___ Material for this exercise ___
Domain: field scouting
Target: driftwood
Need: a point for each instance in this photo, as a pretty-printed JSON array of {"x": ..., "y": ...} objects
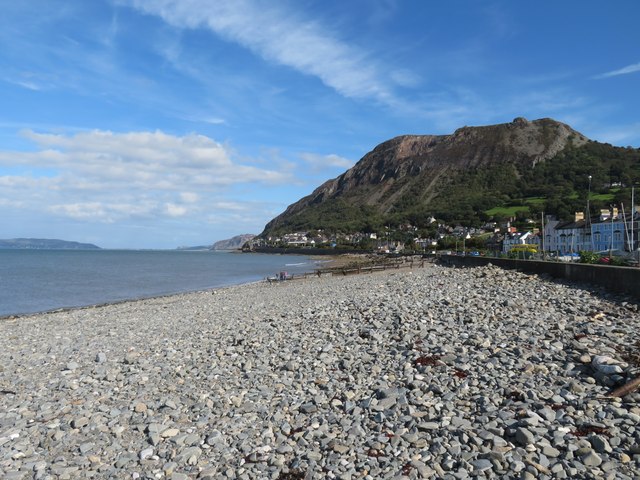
[{"x": 627, "y": 388}]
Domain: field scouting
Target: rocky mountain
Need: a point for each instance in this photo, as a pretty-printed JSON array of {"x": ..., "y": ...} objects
[
  {"x": 44, "y": 244},
  {"x": 411, "y": 177},
  {"x": 234, "y": 243}
]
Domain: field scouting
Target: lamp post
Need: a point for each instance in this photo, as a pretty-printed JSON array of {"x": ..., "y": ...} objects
[{"x": 589, "y": 215}]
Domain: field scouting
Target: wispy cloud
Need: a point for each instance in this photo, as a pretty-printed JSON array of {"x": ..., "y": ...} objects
[
  {"x": 621, "y": 71},
  {"x": 282, "y": 37},
  {"x": 106, "y": 177},
  {"x": 321, "y": 162}
]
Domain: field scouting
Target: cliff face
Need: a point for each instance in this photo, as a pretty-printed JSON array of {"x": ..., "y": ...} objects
[{"x": 421, "y": 164}]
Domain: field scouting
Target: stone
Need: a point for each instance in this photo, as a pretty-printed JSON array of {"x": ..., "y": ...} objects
[{"x": 591, "y": 459}]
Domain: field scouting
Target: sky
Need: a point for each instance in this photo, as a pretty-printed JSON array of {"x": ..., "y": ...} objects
[{"x": 167, "y": 123}]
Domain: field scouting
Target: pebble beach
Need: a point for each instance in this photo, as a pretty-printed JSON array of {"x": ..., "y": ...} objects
[{"x": 433, "y": 372}]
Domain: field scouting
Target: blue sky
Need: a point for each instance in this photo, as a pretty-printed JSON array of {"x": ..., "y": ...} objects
[{"x": 161, "y": 123}]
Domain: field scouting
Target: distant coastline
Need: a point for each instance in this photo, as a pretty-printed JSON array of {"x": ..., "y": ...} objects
[{"x": 44, "y": 244}]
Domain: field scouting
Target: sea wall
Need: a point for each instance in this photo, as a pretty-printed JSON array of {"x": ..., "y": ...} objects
[
  {"x": 616, "y": 279},
  {"x": 306, "y": 251}
]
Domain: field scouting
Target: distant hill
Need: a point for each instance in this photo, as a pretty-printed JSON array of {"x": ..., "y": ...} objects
___
#### [Required work]
Would you retype all the lines shown above, exactly as written and without any picture?

#### [Finished task]
Domain: field scouting
Target: driftwood
Need: a point for each instance in this photo, as a pretty-printed JSON array of {"x": ..., "y": ...} objects
[{"x": 627, "y": 388}]
Domain: field scouting
Target: rocky mountain
Need: a point for each instance in this photo, as a pretty-printed JSON array of {"x": ..., "y": ...} objects
[
  {"x": 44, "y": 244},
  {"x": 411, "y": 177},
  {"x": 234, "y": 243}
]
Domain: field scouting
Target: lamp post
Need: a point for each instance in this photo, as a pretty-printed JSON array of {"x": ..., "y": ...} objects
[{"x": 589, "y": 215}]
Domain: field scouting
Target: wispy cloud
Need: a point for each instance in this photo, as a pretty-printed JSON array of {"x": ..., "y": ...} objects
[
  {"x": 621, "y": 71},
  {"x": 282, "y": 37},
  {"x": 106, "y": 177},
  {"x": 321, "y": 162}
]
Domain: field scouting
Target: cliff face
Need: a point for each instance in this photo, as a pretty-printed JSON array of {"x": ..., "y": ...} objects
[{"x": 421, "y": 164}]
Domain: field scouting
Target: stone
Need: a point for each instance in this photo, as a pretty-printed JSON array of {"x": ..., "y": ...} objects
[{"x": 591, "y": 459}]
Domain: field scouting
Target: sky
Need: a point for each instance in this photo, as a pretty-printed JSON array of {"x": ..., "y": ...} objects
[{"x": 167, "y": 123}]
Domain: field scouting
Target: pebble beach
Need: a point for each instance in this photo, as a pretty-printed JSON array of {"x": ..., "y": ...} objects
[{"x": 433, "y": 372}]
Domain: field scouting
Target: blue sky
Need: a point for each instance in this photo, as a pretty-printed JSON array of {"x": ..., "y": ...} objects
[{"x": 161, "y": 123}]
Domain: field scouting
Target: distant coastline
Need: a point for each instance in this photo, as a pretty-printed JSON array of {"x": ..., "y": ...} objects
[{"x": 44, "y": 244}]
Domain: field scouting
Target: sea wall
Need: a point for each instance in this photo, as a pretty-printed JSON array of {"x": ..., "y": ...} objects
[
  {"x": 616, "y": 279},
  {"x": 306, "y": 251}
]
Domain: field scouting
Target: distant hill
Need: a point for each instance in this photo, as a pretty-printed JSON array of {"x": ..., "y": ...} objects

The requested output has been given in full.